> [Written request]
Do these statements agree with the flashcards on assessing competitiveness? For each, answer yes or no and quote the exact words that decide it. 1. Buying back ordinary shares is listed as a way to increase gearing. 2. Capital employed is calculated as total equity plus current liabilities. 3. The gearing ratio takes into account how good a firm's cash flow is.

> [Supplied text]
********

Paper 2- Theme 3.5- Assessing competitiveness ✅ Flashcards
define ratio analysis
examples
a measure used to obtain financial ratios that indicate the financial performance of a firm (e.g liquidity, profit, solvency, ….)
e.g. profitability ratios. liquidity ratios, gearing ratio, ROCE
define gearing ratio
the proportion of investment funds in a business that are financed by long term borrowing/debt
(long term = over 1 year old)
uses of the gearing ratio
- way to measure the long term stability of the business
- –> can analyse the future cashflows, based on levels of repayment
- can highlight risk of solvency, based on financial structure
- –> high gearing can mean high risk
drawbacks of using a gearing ratio
- focus on financial performance, doesn’t consider other aspects (e.g. brand loyalty, product quality, customer service)
- doesn’t consider how good a firm’s cash flow is
- –> may actually benefit from high gearing due to cheaper source of finance
define capital employed
all the long term finance of resource to the business
e.g. share capital, retained profit and non current liabilities
formula for capital employed
total equity + non current liabilities
define total equity
all money invested into and earned from business
gearing ratio formula
. non current liabilities
gearing ratio = —————————– x 100
capital employed
OR
. non current liabilities
gearing ratio = —————————————————– x 100
total equity + non current liabilities
how is gearing interpreted
50% ≤ = highly geared
25% ≤ = low gearing
between 25% and 50% is consider normal by an established business happy to finance its activities by debt
how to increase gearing
- convert short term loans to long term
- buy back ordinary shares
- —-> decreases total equity (lower share capital)
- pay higher dividends (as reduces retained profits)
- invest in revenue growth rather than profit
- –> advertising to gain market share
- –> promotional offers
how to reduce gearing
- repay long term loans
- pay less dividends, retain more profit
- increase equity finance —> issue more shares
- focus on profit margins improving rather than growing
- —> reduce costs
- ——–> lead to increase retained profit
define solvency
ability of a company to meet its long-term debts and other financial obligations
benefits of high gearing
- access to large sums of capital
—-> respond to seasonal changes in demand
—-> access growth opportunities, can get first mover advantage
….. however …. may have less strive for reducing costs - relatively cheap source of finance
- —-> don’t pay tax on debt finance (lowers income tax), whereas pay tax on equity finance
- less capital is required to be invested by shareholders (don’t lose control and share in profits)

********

> [Data segment]
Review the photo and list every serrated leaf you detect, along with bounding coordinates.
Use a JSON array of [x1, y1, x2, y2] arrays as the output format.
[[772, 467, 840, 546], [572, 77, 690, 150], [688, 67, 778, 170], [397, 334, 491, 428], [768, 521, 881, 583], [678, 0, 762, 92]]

********

> [Solution to this exercise]
1. Yes: "buy back ordinary shares"
2. No: "total equity + non current liabilities"
3. No: "doesn’t consider how good a firm’s cash flow is"